━━ Records shown ━━
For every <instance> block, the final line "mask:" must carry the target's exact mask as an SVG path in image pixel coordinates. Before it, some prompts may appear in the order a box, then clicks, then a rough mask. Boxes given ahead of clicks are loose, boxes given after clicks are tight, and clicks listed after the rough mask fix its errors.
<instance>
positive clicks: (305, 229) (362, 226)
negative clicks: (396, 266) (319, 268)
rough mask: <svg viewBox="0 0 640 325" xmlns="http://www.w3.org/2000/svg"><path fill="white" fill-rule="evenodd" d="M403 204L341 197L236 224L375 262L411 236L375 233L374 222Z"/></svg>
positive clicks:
━━━
### Job item
Rewrite all of the records above, replacing each occurrence of "rough mask" with "coarse mask" and leaving every other part of the lines unchanged.

### Output
For every <instance> block, the final line "mask:" must carry the target's exact mask as an SVG path in image pixel coordinates. Before it, some prompts may appear in the order a box, then clicks, then a coarse mask. Boxes given ahead of clicks are loose, boxes given after clicks are tight, and clicks listed after the coarse mask fix its errors.
<instance>
positive clicks: (305, 229) (362, 226)
negative clicks: (396, 266) (319, 268)
coarse mask: <svg viewBox="0 0 640 325" xmlns="http://www.w3.org/2000/svg"><path fill="white" fill-rule="evenodd" d="M403 204L341 197L236 224L375 262L411 236L375 233L374 222Z"/></svg>
positive clicks:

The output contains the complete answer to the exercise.